— TREŚĆ ZADANIA —
Dodaj 34 do każdej liczby we współrzędnych punktów w wierszach od tego z „In this exercise you will locate the blue-green” aż do końca wpisów, oba krańce włącznie. Przepisz wszystkie te wiersze ponownie, razem z poleceniami.

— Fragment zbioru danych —

=====

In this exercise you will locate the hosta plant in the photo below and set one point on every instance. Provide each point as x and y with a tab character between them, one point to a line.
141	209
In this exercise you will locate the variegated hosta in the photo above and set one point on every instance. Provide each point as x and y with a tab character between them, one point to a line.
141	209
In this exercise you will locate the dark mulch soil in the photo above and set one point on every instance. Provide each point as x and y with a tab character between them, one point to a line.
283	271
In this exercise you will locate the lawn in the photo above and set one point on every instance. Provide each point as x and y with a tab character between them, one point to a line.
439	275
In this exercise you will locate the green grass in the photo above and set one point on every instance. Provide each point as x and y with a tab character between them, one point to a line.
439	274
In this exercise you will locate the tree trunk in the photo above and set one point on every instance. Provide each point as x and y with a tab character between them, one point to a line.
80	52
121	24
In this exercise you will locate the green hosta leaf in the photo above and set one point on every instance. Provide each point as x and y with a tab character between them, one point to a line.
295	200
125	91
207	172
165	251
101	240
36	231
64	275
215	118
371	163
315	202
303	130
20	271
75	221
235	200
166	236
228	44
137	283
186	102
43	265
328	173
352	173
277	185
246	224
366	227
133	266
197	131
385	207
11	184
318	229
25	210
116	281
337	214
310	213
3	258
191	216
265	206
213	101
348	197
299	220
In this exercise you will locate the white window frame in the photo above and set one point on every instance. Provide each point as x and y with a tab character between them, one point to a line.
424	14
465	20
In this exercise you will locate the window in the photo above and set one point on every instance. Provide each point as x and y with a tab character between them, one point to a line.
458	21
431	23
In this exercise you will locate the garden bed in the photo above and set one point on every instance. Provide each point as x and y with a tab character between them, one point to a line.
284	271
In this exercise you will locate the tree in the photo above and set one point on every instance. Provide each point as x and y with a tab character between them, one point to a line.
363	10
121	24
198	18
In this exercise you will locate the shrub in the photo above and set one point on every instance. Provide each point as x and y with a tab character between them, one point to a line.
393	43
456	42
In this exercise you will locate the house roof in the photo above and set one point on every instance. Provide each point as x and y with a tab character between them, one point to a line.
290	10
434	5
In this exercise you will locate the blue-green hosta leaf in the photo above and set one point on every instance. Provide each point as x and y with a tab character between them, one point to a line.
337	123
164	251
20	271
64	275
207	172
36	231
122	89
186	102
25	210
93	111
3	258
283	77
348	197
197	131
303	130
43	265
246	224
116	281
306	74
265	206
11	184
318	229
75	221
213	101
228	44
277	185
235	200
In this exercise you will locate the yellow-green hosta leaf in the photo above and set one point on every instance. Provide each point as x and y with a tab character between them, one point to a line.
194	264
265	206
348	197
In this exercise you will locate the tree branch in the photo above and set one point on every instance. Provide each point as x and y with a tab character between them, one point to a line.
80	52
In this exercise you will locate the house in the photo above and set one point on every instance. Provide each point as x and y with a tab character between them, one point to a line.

=====

— OCZEKIWANA ODPOWIEDŹ —
In this exercise you will locate the blue-green hosta leaf in the photo above and set one point on every instance. Provide each point as x and y with a tab character between them, one point to a line.
371	157
198	285
54	305
98	309
241	206
70	265
156	123
220	136
59	244
127	145
37	292
317	111
382	231
231	165
337	164
77	299
280	258
150	315
340	108
299	240
45	218
352	263
109	255
247	135
262	78
311	219
269	234
In this exercise you will locate the yellow-green hosta leaf in the photo above and set one point on every instance. Provide each point as x and y with a tab character between them, one point to a line.
228	298
299	240
382	231
In this exercise you will locate the tree branch in the photo above and set one point on every instance. Provide each point as x and y with a tab character between them, one point to a line.
114	86
In this exercise you will locate the house in the photo above and set one point on every instance. Provide each point as x and y with a tab character between them, one point to a line.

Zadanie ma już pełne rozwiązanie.